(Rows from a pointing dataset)
⟨
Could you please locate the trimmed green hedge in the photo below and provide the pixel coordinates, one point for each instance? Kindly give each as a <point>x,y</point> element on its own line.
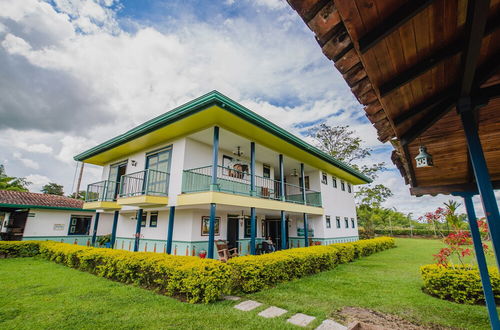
<point>194,279</point>
<point>461,284</point>
<point>254,273</point>
<point>14,249</point>
<point>408,232</point>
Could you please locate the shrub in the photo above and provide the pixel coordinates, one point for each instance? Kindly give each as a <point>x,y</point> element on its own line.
<point>191,278</point>
<point>254,273</point>
<point>461,284</point>
<point>13,249</point>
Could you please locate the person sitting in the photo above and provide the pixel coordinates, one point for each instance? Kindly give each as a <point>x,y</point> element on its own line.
<point>269,246</point>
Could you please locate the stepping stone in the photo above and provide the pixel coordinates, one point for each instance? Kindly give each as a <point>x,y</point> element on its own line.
<point>272,311</point>
<point>247,305</point>
<point>302,320</point>
<point>331,325</point>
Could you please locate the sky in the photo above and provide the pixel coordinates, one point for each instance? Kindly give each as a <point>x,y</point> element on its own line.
⟩
Could you recast all of the material above as a Markdown table with the columns "No." and "Line", putting one line per row, skipping blank lines, and leaving the pictures out?

**Solution**
| No. | Line |
|---|---|
| 1 | Could you please locate the trimmed green hedge in the photo below and provide the pixel coordinates, one point for each instance? Kindly give each as a <point>x,y</point> element on its own line. |
| 2 | <point>194,279</point> |
| 3 | <point>461,284</point> |
| 4 | <point>254,273</point> |
| 5 | <point>14,249</point> |
| 6 | <point>408,232</point> |
| 7 | Could you please locate the shrub in the photo above and provide the pixel coordinates, one point for each instance? Kindly give each as a <point>x,y</point> element on its own line. |
| 8 | <point>191,278</point> |
| 9 | <point>254,273</point> |
| 10 | <point>461,284</point> |
| 11 | <point>13,249</point> |
| 12 | Could you please locate the person sitting in the photo above and provide the pixel coordinates, one point for each instance? Kindly give each as a <point>x,y</point> element on its own line. |
| 13 | <point>269,246</point> |
| 14 | Could you please locate the stepping stone in the photo above and provide the pixel coordinates, one point for each instance? Kindly give each as a <point>x,y</point> element on its own line. |
| 15 | <point>272,311</point> |
| 16 | <point>247,305</point> |
| 17 | <point>302,320</point> |
| 18 | <point>331,325</point> |
| 19 | Could you please locate the sky in the photo above and provide the pixel coordinates, one point for each instance? Kindly give each as a <point>x,y</point> element on its own line. |